### Okuma Parçası
◇ ◇ ◇ ◇ ◇ ◇ ◇

İsrail İran'a Saldırırsa...
İran atom bombası yapmaya çalışıyormuş... Bu yüzden İsrail ve ABD ona saldıracakmış. Başta Fransa olmak üzere büyük Batı devletleri İsrail'in yanında olacakmış...
Şu dünya tam bir tımarhane oldu.
İsrail nükleer bir güç. Yüzlerce bombaya ve füzeye sahip.
Ben yaparım ama İran yapamaz diyor.
Belki de bu yüzden üçüncü dünya savaşı çıkacak.
İsrail'in ayakta kalabilmesi için Türkiye ile İran'ın savaşmaları gerekiyor.
Yakın tarihte Irak ile İran'ın sekiz sene boyunca savaşmaları gibi.
Türkiye ile İran kendilerini bu aptalca, çılgınca savaştan koruyabilirler mi?
Mümkündür.
Derhal iki devletin bir saldırmazlık paktı imzalaması lazımdır.
Bu iki devlet birbirine rakip midir? Elbette rakiptir. Bu rekabet yeni değildir.

◇ ◇ ◇ ◇ ◇ ◇ ◇

### Kayıtlı Veriler
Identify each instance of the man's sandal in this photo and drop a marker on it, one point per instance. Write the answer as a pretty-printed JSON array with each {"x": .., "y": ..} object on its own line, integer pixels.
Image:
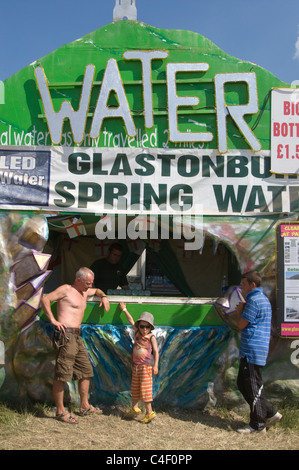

◇ ◇ ◇ ◇ ◇ ◇ ◇

### Kısa Problem 1
Okuma parçasının "İsrail nükleer bir" ile "rekabet yeni değildir." arasındaki bölümünü, her iki ifade de dâhil olmak üzere aynen tekrarlayınız.
### Kısa Problem 2
Okuma parçasına göre aşağıdaki soruları yanıtlayınız.
(a) İsrail ve ABD'nin İran'a saldıracağı hangi gerekçeye bağlanmaktadır?
(b) Irak ile İran kaç sene boyunca savaşmıştır?
(c) Türkiye ile İran'ın derhal neyi imzalaması gerektiği belirtilmektedir?
### Kısa Problem 3
İsrail'in İran'a olası saldırısını konu alan okuma parçasını son cümlesinden itibaren sürdürünüz.
Satırlar, okuma parçasından ayrı bir malzemedir.

### Alıştırma Sonucu 1
İsrail nükleer bir güç. Yüzlerce bombaya ve füzeye sahip.
Ben yaparım ama İran yapamaz diyor.
Belki de bu yüzden üçüncü dünya savaşı çıkacak.
İsrail'in ayakta kalabilmesi için Türkiye ile İran'ın savaşmaları gerekiyor.
Yakın tarihte Irak ile İran'ın sekiz sene boyunca savaşmaları gibi.
Türkiye ile İran kendilerini bu aptalca, çılgınca savaştan koruyabilirler mi?
Mümkündür.
Derhal iki devletin bir saldırmazlık paktı imzalaması lazımdır.
Bu iki devlet birbirine rakip midir? Elbette rakiptir. Bu rekabet yeni değildir.

### Alıştırma Sonucu 2
(a) İran'ın atom bombası yapmaya çalışıyor olmasına.
(b) Sekiz sene.
(c) Bir saldırmazlık paktı.

### Alıştırma Sonucu 3
Böyle bir savaş hem Türkiye, hem İran için intihar olur.
İki taraftan milyonlarca insan ölür, iki ülkenin bir kısmı harabeye döner, iki ülke yüz milyarlarca dolar masraf ve zarar eder.
Müslümanlar birbirini boğazlarken Siyonistler, Kapitalistler, Haçlılar, Evangelistler, global derin güçler, büyük silah tacirleri bayram eder.
Bizde bazı Dönme medya kuruluşları Türkiye-İran savaşını kışkırtmaya başladılar bile.
Böyle bir savaşta kimler ölür?
Fakir fukaranın, halk sınıflarının çocukları.
Böyle bir savaşın tozu dumanı içinde birileri milyarlarca dolarlık rantlar elde eder.
Sonunda hem Türkiye, hem İran parçalanır.
Zaten emperyalistlerin istediği de bu değil midir?
Irak'ı parçalamadılar mı?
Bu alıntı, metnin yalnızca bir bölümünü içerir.